阅读文本:
Faster RCNN算法训练代码解析（1）

这周看完faster-rcnn后，应该对其源码进行一个解析，以便后面的使用。

那首先直接先主函数出发py-faster-rcnn/tools/train_faster_rcnn_alt_opt.py

我们在后端的运行命令为

python  ./py-faster-rcnn/tools/train_faster_rcnn_alt_opt.py

--gpu
0
--net_name
ZF
--weights
data/imagenet_models/ZF.v2.caffemodel
--imdb
voc_2007_trainval
--cfg
experiments/cfgs/faster_rcnn_alt_opt.yml

从这条命令就可以看出，我们是使用0id的GPU，使用ZF网络，预训练模型使用ZF.v2.caffemodel，数据集使用voc_2007_trainval，配置文件cfg使用faster_rcnn_alt_opt.yml。

先进入主函数：

if __name__ == '__main__':
    args = parse_args() #获取命令行参数
    #Namespace(cfg_file='experiments/cfgs/faster_rcnn_alt_opt.yml', gpu_id=0, imdb_name='voc_2007_trainval', 
    #net_name='ZF', pretrained_model='data/imagenet_models/ZF.v2.caffemodel', set_cfgs=None)

练习题目 A: 请从记录中摘出所有含有字符串“rock”的行，一行也不要遗漏。

数据条目:
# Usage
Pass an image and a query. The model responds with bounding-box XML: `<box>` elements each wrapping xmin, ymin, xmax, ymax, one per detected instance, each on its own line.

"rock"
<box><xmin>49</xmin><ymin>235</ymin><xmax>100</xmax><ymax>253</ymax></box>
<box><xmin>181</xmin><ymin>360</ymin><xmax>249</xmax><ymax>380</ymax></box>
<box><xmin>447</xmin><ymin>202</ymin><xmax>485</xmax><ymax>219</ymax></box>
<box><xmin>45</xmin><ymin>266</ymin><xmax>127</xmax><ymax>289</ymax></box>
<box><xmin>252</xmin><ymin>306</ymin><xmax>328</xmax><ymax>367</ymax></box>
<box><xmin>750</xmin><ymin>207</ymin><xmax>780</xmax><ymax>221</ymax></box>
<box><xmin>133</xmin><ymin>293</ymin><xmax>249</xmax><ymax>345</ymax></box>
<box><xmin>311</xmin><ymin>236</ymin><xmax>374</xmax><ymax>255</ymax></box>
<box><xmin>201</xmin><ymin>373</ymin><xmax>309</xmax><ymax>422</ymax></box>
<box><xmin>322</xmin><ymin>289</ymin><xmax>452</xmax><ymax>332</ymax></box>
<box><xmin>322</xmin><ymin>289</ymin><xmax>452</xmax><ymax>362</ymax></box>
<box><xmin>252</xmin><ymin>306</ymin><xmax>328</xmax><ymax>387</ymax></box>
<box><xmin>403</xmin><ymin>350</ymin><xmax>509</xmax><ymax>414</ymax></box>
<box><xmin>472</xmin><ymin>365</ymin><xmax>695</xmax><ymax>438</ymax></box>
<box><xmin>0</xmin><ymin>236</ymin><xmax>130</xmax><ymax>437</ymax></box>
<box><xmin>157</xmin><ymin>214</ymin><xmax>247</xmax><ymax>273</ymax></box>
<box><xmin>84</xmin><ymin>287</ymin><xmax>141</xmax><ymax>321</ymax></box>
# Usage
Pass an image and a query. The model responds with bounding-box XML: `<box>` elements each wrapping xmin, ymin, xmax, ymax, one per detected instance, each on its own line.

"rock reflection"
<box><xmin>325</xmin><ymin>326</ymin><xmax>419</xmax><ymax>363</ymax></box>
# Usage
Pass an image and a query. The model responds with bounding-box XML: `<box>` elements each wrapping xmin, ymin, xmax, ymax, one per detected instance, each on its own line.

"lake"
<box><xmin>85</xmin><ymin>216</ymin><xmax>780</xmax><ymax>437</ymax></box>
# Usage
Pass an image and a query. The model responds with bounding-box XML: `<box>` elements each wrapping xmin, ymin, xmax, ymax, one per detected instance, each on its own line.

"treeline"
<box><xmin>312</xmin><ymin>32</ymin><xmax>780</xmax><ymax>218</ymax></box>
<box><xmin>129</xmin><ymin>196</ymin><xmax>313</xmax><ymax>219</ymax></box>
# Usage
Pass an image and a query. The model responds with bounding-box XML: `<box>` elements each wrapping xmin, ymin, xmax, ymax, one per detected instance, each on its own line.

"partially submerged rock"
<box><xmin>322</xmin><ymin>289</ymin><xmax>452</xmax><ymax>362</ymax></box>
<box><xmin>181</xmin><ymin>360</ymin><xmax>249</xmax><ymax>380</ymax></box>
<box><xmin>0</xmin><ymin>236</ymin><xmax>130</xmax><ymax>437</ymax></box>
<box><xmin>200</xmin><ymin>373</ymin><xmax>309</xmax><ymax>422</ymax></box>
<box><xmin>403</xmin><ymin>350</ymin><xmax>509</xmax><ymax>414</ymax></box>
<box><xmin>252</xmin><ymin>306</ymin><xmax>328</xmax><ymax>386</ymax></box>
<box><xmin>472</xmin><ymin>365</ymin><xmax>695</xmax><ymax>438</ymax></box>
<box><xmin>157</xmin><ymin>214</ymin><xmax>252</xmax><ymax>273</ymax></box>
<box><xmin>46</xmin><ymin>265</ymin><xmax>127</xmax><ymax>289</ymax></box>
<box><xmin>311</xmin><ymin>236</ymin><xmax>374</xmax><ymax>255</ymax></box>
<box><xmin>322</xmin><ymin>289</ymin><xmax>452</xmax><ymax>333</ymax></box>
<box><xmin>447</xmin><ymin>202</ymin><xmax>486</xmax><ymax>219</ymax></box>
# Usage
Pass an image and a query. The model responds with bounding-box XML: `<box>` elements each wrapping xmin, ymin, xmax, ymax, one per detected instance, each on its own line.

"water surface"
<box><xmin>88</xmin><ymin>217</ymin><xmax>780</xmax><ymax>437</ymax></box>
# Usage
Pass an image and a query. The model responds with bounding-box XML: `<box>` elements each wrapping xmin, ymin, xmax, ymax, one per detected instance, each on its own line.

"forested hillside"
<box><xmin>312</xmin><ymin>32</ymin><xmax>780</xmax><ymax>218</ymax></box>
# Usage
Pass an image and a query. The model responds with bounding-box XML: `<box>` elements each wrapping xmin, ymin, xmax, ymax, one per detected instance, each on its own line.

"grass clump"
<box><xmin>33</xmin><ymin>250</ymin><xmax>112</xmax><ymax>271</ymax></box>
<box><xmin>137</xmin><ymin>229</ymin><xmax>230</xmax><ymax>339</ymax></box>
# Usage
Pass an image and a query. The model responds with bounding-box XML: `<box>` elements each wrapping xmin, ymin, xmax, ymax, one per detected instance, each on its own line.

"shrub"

练习题目 B: 在阅读文本给出的运行命令中，训练所用的数据集是哪一个？

书面作答 A:
"rock"
"rock reflection"
"partially submerged rock"

书面作答 B: voc_2007_trainval